Dear Residents of Southern California:

It should go without saying that all of us in southeastern Louisiana are concerned for your welfare. We remember the generosity that you showed us in our hours, days, and weeks of need. We are happy and eager to return the favor.

That said, as someone painfully familiar with Mother Nature's increasingly bipolar ways, I can't help but feel jealous of your situation. Or perhaps jealous isn't the word--let's say thankful.

I'm thankful that your state has the financial clout to pull through this disaster relatively quickly. I'm thankful that you've got political clout, too: although you're a tried-and-true Blue State with some important Dems in congress, you've also got a GOP governator. Not a bad combination. (Side note: your elephantine governor and our asinine one often share an iffy command of the English language. Coincidence?)

DATA FOR THIS EXERCISE
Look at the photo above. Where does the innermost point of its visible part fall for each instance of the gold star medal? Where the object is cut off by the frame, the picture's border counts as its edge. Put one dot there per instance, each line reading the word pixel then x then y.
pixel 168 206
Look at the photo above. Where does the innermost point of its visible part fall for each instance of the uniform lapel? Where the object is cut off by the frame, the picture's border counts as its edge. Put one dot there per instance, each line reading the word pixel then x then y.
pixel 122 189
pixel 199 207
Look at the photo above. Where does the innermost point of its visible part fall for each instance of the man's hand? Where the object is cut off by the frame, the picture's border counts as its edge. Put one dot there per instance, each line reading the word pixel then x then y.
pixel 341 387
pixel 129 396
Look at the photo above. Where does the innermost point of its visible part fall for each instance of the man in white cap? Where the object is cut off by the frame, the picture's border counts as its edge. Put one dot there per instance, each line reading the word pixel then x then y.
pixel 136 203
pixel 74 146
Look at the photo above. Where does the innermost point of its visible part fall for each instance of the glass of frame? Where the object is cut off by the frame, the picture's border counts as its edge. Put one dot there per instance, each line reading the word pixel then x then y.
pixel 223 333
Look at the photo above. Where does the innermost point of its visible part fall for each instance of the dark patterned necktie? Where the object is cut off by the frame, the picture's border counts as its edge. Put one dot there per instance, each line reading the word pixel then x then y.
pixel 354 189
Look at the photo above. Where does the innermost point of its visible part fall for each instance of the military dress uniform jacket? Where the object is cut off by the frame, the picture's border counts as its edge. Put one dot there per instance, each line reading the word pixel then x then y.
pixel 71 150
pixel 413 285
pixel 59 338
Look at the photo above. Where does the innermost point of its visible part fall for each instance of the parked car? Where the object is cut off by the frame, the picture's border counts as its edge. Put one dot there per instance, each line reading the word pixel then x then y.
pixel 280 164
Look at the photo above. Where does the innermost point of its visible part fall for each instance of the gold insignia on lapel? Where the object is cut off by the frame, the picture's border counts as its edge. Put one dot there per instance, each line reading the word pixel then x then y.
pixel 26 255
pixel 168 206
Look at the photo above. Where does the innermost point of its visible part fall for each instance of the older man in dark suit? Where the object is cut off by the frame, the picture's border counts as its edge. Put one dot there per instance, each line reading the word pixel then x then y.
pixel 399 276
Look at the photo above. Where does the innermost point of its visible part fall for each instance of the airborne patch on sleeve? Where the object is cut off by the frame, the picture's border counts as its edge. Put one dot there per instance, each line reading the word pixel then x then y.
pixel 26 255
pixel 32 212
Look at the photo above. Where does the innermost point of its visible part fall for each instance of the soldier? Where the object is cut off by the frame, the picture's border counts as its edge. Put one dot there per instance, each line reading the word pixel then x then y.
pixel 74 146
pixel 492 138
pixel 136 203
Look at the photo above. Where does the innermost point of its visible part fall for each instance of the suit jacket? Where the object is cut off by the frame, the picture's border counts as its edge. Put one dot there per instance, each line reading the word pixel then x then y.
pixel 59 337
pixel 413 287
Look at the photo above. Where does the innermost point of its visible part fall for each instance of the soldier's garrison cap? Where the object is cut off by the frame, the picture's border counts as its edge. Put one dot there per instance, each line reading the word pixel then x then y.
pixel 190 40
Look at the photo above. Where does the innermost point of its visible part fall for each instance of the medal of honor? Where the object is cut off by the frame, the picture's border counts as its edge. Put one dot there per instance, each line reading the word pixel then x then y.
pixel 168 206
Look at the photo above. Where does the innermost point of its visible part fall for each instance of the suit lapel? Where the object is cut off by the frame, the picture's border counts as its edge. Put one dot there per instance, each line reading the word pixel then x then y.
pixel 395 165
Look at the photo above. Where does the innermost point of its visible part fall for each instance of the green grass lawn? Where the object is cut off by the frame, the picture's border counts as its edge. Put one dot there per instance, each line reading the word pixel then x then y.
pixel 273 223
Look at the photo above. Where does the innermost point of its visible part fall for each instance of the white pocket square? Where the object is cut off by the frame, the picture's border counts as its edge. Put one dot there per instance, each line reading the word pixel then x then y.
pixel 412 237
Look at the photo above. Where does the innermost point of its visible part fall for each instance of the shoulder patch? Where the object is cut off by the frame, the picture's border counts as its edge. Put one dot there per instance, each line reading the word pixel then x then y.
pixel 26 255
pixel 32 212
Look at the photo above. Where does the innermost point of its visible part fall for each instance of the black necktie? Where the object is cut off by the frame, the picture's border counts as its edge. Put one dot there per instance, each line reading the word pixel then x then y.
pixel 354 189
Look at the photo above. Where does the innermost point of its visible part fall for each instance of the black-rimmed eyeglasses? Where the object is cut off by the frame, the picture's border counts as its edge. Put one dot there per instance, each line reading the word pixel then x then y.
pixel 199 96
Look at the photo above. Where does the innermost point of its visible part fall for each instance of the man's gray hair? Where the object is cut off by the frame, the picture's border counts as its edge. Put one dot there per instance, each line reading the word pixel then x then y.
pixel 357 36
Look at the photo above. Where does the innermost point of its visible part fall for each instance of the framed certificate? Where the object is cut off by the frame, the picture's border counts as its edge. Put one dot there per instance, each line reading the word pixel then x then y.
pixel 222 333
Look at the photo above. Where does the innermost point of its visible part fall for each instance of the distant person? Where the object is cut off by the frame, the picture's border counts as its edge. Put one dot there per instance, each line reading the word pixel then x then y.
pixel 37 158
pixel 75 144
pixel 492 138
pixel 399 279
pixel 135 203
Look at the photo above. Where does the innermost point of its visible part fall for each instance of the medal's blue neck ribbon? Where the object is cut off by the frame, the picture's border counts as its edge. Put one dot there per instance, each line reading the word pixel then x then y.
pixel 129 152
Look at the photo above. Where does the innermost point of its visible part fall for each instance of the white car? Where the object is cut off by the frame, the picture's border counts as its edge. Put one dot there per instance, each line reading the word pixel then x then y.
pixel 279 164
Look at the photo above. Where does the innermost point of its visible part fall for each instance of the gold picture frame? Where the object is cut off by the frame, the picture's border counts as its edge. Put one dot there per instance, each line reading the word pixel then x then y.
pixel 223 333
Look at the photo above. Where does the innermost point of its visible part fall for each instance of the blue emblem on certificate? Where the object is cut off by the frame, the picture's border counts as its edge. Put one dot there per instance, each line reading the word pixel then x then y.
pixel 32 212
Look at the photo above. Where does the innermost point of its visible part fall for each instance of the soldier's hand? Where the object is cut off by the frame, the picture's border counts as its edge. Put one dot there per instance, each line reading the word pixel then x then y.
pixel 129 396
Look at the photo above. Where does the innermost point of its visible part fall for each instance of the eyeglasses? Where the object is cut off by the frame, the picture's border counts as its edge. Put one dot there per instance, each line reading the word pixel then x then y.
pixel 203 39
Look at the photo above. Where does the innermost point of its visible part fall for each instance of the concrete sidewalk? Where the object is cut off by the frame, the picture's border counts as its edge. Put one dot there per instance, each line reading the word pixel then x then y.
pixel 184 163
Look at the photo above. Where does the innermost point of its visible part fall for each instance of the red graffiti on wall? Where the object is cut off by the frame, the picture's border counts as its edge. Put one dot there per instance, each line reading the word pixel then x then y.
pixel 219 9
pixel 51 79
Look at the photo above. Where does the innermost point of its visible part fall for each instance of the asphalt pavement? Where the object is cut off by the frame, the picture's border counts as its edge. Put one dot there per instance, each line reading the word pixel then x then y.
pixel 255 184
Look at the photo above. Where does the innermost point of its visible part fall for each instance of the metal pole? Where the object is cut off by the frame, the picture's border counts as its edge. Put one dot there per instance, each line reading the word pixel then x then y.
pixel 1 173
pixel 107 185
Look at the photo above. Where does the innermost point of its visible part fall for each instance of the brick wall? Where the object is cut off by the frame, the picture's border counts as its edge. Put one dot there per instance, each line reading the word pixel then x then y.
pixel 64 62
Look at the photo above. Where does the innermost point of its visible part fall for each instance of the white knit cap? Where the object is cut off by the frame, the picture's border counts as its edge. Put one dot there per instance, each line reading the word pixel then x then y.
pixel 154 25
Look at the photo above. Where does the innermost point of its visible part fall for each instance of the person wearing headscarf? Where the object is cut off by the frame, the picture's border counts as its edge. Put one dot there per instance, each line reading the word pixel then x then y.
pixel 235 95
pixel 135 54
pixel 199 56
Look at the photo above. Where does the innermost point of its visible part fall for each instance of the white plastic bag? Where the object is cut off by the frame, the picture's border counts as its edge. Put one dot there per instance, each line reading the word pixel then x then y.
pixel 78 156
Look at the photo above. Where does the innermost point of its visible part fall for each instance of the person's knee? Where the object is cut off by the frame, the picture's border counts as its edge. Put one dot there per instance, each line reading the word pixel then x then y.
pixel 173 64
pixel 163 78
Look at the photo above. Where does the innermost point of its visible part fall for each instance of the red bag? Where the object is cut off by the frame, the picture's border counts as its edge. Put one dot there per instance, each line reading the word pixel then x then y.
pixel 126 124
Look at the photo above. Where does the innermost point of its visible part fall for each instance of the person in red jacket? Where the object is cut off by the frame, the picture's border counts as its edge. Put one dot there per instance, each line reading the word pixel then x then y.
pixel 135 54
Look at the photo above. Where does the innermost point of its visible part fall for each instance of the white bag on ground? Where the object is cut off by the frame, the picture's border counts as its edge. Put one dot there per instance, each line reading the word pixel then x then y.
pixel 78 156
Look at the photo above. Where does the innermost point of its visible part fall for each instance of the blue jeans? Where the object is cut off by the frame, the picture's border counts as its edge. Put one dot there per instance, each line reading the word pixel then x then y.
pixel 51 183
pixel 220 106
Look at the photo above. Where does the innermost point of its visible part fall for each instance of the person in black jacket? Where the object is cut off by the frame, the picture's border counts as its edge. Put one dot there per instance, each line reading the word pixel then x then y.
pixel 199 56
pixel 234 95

STATED TASK 1
Answer these questions about the letter:
(a) What does the writer say residents of southeastern Louisiana remember?
(b) Which word does the writer use in place of "jealous"?
(c) What kind of state does the writer call Southern California's state?
STATED TASK 2
Reproduce the entries starting at the line that contains "the medal of" and ending at the line that contains "pixel 395 165", with both of those lines included.
The letter and the entries have no connection to each other.

FINAL ANSWER 1
(a) They remember the generosity Southern California residents showed them in their hours, days, and weeks of need.
(b) Thankful.
(c) A tried-and-true Blue State.

FINAL ANSWER 2
Look at the photo above. Where does the innermost point of its visible part fall for each instance of the medal of honor? Where the object is cut off by the frame, the picture's border counts as its edge. Put one dot there per instance, each line reading the word pixel then x then y.
pixel 168 206
Look at the photo above. Where does the innermost point of its visible part fall for each instance of the suit lapel? Where the object is cut off by the frame, the picture's border counts as its edge. Put one dot there per instance, each line reading the word pixel then x then y.
pixel 395 165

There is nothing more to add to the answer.